Saved entries
________________
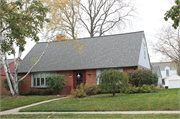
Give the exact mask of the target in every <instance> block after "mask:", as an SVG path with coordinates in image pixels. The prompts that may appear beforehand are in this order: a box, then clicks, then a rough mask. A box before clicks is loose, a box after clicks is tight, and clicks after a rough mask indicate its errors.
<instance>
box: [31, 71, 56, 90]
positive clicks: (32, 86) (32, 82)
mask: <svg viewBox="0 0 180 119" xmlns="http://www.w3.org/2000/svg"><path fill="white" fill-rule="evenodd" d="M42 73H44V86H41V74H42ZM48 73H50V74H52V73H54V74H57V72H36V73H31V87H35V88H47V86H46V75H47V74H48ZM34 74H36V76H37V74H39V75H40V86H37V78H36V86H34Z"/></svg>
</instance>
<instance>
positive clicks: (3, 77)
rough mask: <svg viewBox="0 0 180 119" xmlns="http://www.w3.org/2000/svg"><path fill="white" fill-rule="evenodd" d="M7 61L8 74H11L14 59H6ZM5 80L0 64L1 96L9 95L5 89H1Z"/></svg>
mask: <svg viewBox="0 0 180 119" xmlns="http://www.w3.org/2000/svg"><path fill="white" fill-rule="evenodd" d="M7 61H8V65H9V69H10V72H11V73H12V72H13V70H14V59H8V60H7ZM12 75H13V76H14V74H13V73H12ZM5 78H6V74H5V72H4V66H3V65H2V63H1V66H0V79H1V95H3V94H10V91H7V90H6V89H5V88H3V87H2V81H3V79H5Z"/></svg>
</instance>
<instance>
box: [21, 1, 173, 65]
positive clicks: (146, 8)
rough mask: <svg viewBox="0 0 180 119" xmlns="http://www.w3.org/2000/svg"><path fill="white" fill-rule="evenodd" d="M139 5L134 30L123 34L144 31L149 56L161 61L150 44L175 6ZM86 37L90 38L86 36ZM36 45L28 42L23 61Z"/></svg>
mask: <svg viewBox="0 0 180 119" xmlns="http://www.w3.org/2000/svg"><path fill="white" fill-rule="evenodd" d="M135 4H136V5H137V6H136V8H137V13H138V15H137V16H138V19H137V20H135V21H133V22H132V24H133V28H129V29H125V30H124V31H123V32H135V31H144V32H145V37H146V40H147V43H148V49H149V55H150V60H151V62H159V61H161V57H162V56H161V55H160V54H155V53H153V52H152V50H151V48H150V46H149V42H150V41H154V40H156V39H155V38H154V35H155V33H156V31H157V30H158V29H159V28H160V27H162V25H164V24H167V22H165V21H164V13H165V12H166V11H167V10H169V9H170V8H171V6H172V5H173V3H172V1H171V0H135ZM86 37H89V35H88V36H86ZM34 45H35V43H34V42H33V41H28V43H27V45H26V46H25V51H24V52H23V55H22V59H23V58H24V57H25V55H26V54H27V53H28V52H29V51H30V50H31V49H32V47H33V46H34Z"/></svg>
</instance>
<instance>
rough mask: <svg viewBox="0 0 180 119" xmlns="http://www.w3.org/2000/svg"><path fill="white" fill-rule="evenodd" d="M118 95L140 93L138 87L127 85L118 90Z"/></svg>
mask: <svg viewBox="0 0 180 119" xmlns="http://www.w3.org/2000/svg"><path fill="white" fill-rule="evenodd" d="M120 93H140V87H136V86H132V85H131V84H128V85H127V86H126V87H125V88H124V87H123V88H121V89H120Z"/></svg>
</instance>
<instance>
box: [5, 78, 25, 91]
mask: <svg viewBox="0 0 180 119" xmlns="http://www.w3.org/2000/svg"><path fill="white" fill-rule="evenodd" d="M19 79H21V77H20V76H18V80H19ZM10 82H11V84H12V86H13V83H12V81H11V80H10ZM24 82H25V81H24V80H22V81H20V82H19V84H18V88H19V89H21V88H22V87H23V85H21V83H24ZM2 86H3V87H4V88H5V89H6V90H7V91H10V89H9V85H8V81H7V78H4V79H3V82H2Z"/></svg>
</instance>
________________
What to work on »
In repeating the lines above, keep the wording exact and leave every picture out.

Reply to the task »
Give the exact mask of the target in every <instance> block after "mask:", as an SVG path with coordinates in image pixels. The prompts that may appear beforehand are in this order: a box, then clicks, then a rough mask. A box before clicks is loose, a box after clicks is tight, and clicks after a rough mask indicate its errors.
<instance>
box: [31, 71, 56, 90]
positive clicks: (32, 86) (32, 82)
mask: <svg viewBox="0 0 180 119" xmlns="http://www.w3.org/2000/svg"><path fill="white" fill-rule="evenodd" d="M42 73H44V86H41V74H42ZM48 73H50V74H52V73H54V74H57V72H36V73H31V87H35V88H47V86H46V75H47V74H48ZM34 74H36V76H37V74H39V75H40V86H37V78H36V86H34Z"/></svg>
</instance>
<instance>
positive clicks: (3, 77)
rough mask: <svg viewBox="0 0 180 119" xmlns="http://www.w3.org/2000/svg"><path fill="white" fill-rule="evenodd" d="M7 61L8 74H11L14 59H6ZM5 80L0 64L1 96L9 95L5 89H1Z"/></svg>
mask: <svg viewBox="0 0 180 119" xmlns="http://www.w3.org/2000/svg"><path fill="white" fill-rule="evenodd" d="M7 61H8V65H9V69H10V72H11V73H12V72H13V70H14V59H8V60H7ZM12 75H13V76H14V74H13V73H12ZM5 78H6V74H5V72H4V66H3V65H2V63H1V66H0V79H1V95H3V94H10V91H7V90H6V89H5V88H3V87H2V81H3V79H5Z"/></svg>
</instance>
<instance>
box: [21, 1, 173, 65]
positive clicks: (146, 8)
rough mask: <svg viewBox="0 0 180 119" xmlns="http://www.w3.org/2000/svg"><path fill="white" fill-rule="evenodd" d="M139 5L134 30L123 34L144 31L149 56L161 61L150 44L175 6ZM86 37L90 38L86 36ZM36 45L28 42L23 61Z"/></svg>
mask: <svg viewBox="0 0 180 119" xmlns="http://www.w3.org/2000/svg"><path fill="white" fill-rule="evenodd" d="M135 4H136V5H137V6H136V8H137V13H138V15H137V16H138V19H137V20H135V21H133V22H132V24H133V28H129V29H125V30H124V31H123V32H135V31H144V32H145V37H146V40H147V43H148V49H149V55H150V60H151V62H159V61H161V57H162V56H161V55H160V54H155V53H153V52H152V50H151V48H150V46H149V42H150V41H154V40H156V39H155V38H154V35H155V33H156V31H157V30H158V29H159V28H160V27H162V25H164V24H167V22H165V21H164V13H165V12H166V11H167V10H169V9H170V8H171V6H172V5H173V3H172V1H171V0H135ZM86 37H89V35H88V36H86ZM34 45H35V43H34V42H33V41H28V43H27V45H26V46H25V51H24V52H23V55H22V59H23V58H24V57H25V55H26V54H27V53H28V52H29V51H30V50H31V49H32V47H33V46H34Z"/></svg>
</instance>
<instance>
rough mask: <svg viewBox="0 0 180 119" xmlns="http://www.w3.org/2000/svg"><path fill="white" fill-rule="evenodd" d="M118 95L140 93L138 87L127 85L118 90Z"/></svg>
mask: <svg viewBox="0 0 180 119" xmlns="http://www.w3.org/2000/svg"><path fill="white" fill-rule="evenodd" d="M120 93H140V87H136V86H132V85H131V84H128V85H127V86H126V87H125V88H124V87H123V88H121V89H120Z"/></svg>
</instance>
<instance>
box: [5, 78, 25, 91]
mask: <svg viewBox="0 0 180 119" xmlns="http://www.w3.org/2000/svg"><path fill="white" fill-rule="evenodd" d="M19 79H21V77H20V76H18V80H19ZM10 82H11V84H12V86H13V83H12V81H11V80H10ZM24 82H25V81H24V80H22V81H20V82H19V84H18V88H19V89H21V88H22V87H23V85H21V83H24ZM2 86H3V87H4V88H5V89H6V90H7V91H10V89H9V85H8V81H7V78H4V79H3V82H2Z"/></svg>
</instance>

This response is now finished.